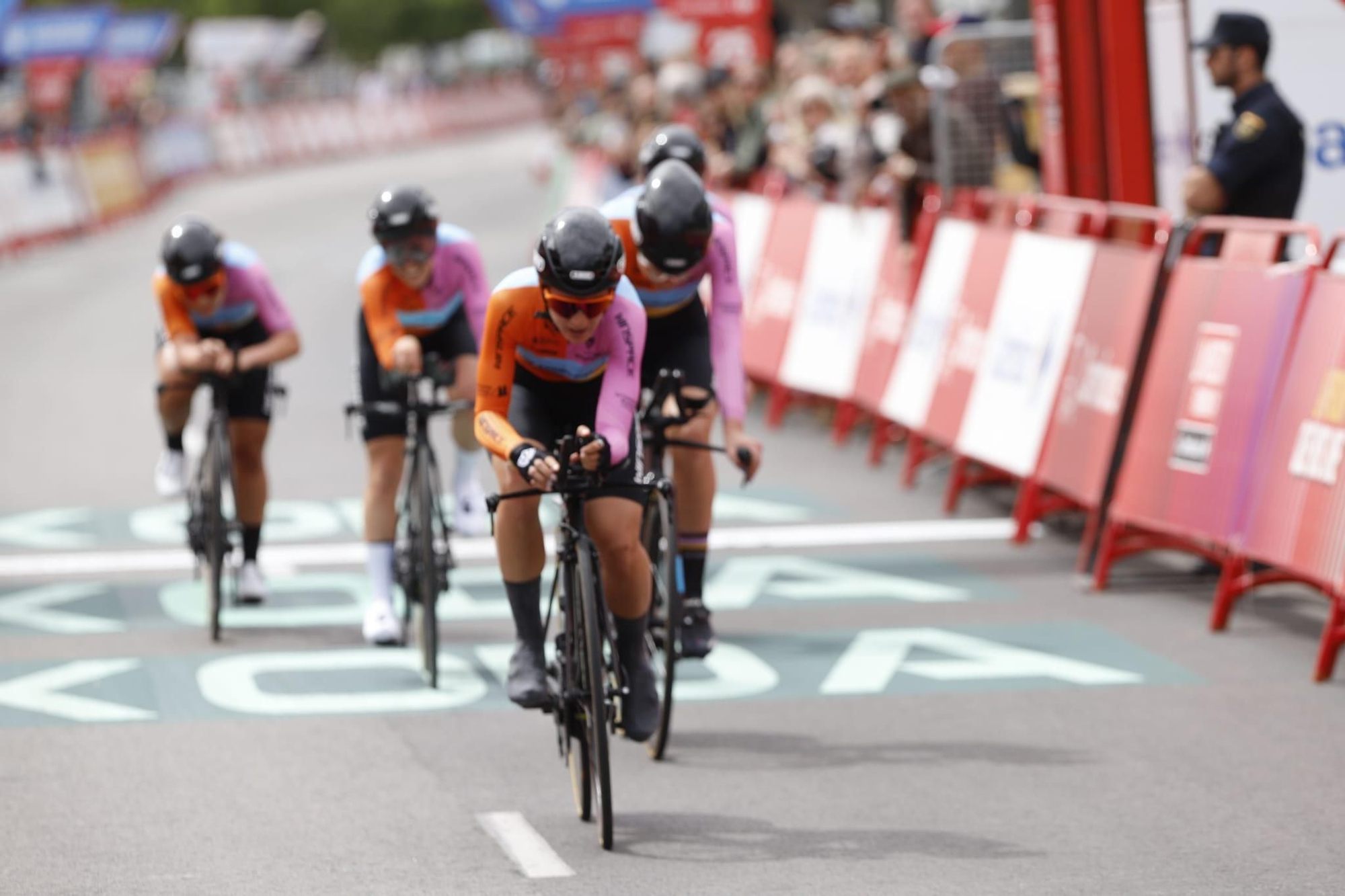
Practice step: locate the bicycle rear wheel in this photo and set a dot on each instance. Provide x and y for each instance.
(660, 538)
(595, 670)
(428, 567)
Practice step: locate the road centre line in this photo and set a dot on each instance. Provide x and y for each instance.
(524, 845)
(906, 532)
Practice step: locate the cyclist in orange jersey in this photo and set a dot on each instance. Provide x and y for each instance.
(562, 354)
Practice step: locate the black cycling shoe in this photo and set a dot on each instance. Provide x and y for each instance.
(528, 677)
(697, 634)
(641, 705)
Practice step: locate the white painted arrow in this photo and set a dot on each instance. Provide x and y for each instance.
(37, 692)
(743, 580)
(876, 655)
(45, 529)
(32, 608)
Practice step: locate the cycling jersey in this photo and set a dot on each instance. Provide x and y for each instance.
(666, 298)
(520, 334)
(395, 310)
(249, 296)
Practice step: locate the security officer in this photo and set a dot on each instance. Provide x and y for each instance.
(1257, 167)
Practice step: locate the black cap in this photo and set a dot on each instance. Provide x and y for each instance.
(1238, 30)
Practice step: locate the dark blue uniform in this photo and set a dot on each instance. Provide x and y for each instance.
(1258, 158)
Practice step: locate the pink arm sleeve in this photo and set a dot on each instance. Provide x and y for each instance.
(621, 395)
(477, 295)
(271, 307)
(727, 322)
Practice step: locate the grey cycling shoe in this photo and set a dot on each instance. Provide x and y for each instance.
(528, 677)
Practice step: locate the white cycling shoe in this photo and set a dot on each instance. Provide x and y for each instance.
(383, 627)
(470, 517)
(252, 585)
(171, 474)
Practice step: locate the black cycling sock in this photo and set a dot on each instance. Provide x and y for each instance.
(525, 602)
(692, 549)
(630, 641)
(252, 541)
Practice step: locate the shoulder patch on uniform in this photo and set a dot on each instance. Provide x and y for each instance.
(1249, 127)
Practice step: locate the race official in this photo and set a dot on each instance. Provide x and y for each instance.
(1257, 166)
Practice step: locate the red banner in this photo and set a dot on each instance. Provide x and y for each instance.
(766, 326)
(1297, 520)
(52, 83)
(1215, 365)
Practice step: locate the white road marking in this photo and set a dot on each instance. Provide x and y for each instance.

§ Problem to solve
Put the material above into a numbered list with one line per item, skipping any blank lines and leaving the pictures out.

§ Response to the exercise
1. Practice step: locate the bicycle rear wheel in this photo and set a dot on each instance. Provide x and y for each instance.
2. (660, 538)
3. (595, 670)
4. (428, 567)
5. Practice step: locate the road centre line in this photo and set a dot on each instance. Provide x and y for each instance.
6. (524, 845)
7. (906, 532)
8. Practice step: locate the cyclist in orange jersey in this photo and set a dot on each instance. Provide x and y for each instance.
9. (562, 354)
10. Practice step: locate the black cycling shoe in this photo and set a dot on each instance. Provide x and y for each instance.
11. (528, 677)
12. (697, 634)
13. (641, 705)
14. Practice step: locate the white painted arrow in this photo and set a dot on each instance. Provide x and y for each instance.
15. (37, 692)
16. (743, 580)
17. (876, 655)
18. (45, 529)
19. (32, 608)
20. Practice step: locate the cycling jersey in this photo and set a dot on each instance. Provide x and y for each instance.
21. (666, 298)
22. (520, 334)
23. (395, 310)
24. (249, 296)
25. Practice step: locate the security officer in this photo and set a dot on each instance. Provide x and y for each instance.
26. (1257, 167)
27. Practice step: locate the black cap in this photo and set a dot on each instance. Provide x and y for each instance.
28. (1238, 30)
29. Practice step: locate the dark blue uniform in this photo and set a dot on each instance. Provide x and y for each instance.
30. (1258, 158)
31. Practice step: locate the pink arm sleeve in this photo and set a dot on each instance. Provide x and y for each instance.
32. (621, 395)
33. (477, 295)
34. (271, 307)
35. (727, 322)
36. Practice step: locate the grey cycling shoe in this photo and set a dot on each instance. Provide x and y for each instance.
37. (528, 677)
38. Practice step: locate the white cycling shoe in this photo and set a dot on each instance. Provide x and y for each instance.
39. (383, 627)
40. (470, 517)
41. (252, 585)
42. (171, 474)
43. Practice step: locate the black cycling sock in this photo and set a dot on each instance. Provide x and y for each instance.
44. (525, 602)
45. (692, 549)
46. (630, 641)
47. (252, 541)
48. Practice step: locate the shoulder patch on uniform in this photo and set a dot on each instance. Provide x and y for each instance.
49. (1249, 127)
50. Practice step: locate the race official in this photo and set a dot on each instance. Provide x and y for each instance.
51. (1257, 166)
52. Practice step: locate the red banner in this photo and set a dot on each instance. Provide x and y for each instance.
53. (766, 326)
54. (1297, 520)
55. (52, 83)
56. (1215, 365)
57. Practice step: locate the white road marking in this photo and set a dot on each instance. Provide x and y for each instance.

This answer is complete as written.